LISTING ->
──────

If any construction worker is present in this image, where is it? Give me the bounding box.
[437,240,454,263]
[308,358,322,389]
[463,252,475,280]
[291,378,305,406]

──────

EXERCISE DIRECTIONS -> Reproduce the material above word for word, keeping each line in its original order.

OUTPUT BELOW ->
If any construction worker is present in this image, where is it? Give me the bounding box.
[437,240,454,263]
[308,358,322,389]
[463,252,475,280]
[291,378,305,406]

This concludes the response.